Extract provided START

Still, this scarcity cuts both ways. With so few specialists, the pace of progress could be slow, and the costs of scaling prototypes into commercial machines are high. She suggested that large incumbents such as IBM, Google and Microsoft already dominate early development, backed by national governments and research consortia. For startups, competing in that environment requires both technical edge and patient capital.
The Convexity of Venture
Von Tobel told Wired her investment thesis relies on convexity — the idea that most bets fail, but the ones that succeed can return hundreds of times the original investment. Quantum fits this pattern, according to von Tobel. If successful, it could inspire massive innovation, reshaping industries from logistics to finance.
“I’m a venture investor, and we believe in convexity — taking risks on things that most likely won’t work, but if they do work could be 500x in value,” von Tobel told Wired.
These benefits of quantum computing remain in the speculative realm, but they illustrate the scale of returns that keep venture investors willing to tolerate the high risk of failure.
Lessons From AI
Her comparison with AI is deliberate. In her view, quantum today resembles the pre-ChatGPT era of AI: a domain of research projects beginning to yield practical results. Back then, machine learning models were confined to labs, only beginning to influence products such as voice recognition and image search. A few years later, AI became the backbone of consumer apps, enterprise software, and now generative models like ChatGPT.

Extract provided END

■ **Work to complete**
A) In the passage on quantum investing, what multiple of the original value does von Tobel say a successful risky bet could reach?
B) Carry the passage on quantum investing forward from its last sentence.

Given entries START

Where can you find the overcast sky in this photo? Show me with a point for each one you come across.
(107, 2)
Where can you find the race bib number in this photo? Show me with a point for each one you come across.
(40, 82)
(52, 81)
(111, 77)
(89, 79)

Given entries END

■ **Answers for each item**
A) 500x

B)
Von Tobel argued that AI’s rise shows how quickly an experimental field can commercialize once core breakthroughs align with compute power and distribution. She also noted that incumbents such as Microsoft and Google captured much of AI’s value, thanks to their user bases and pricing power. For startups, she suggested, competing in AI requires either strong technical moats or long-term embedded infrastructure.
In that sense, her bet on Logiqal mirrors her broader investment philosophy: look for deep infrastructure plays with staying power. She cited BrightAI’s long-term sensor deployments as an example of a moat—once embedded on utility poles or water systems, the devices are unlikely to be removed. Quantum hardware, if it works, could become another kind of infrastructure, powering applications across industries but owned by a handful of foundational players.
AI as a Tool
Although she is increasingly focused on quantum, von Tobel recognizes how important AI has become in her own work. She told Wired she uses AI dozens of times a day, for research, sourcing and market analysis, to the point of replacing Google search for many tasks. To her, AI is a tool that accelerates the present, while quantum represents a bet on the future.
The timing may be uncertain, and quantum science may still be in the experimental stage, but von Tobel said that is the nature of venture investing. Most experiments will not pan out. But if even one company solves the scaling challenge, she argued, it could create not just a successful business but a new era of computation.
That new era of computation could unlock real “earth-moving” benefits that stretch the imagination, according to the venture capitalist.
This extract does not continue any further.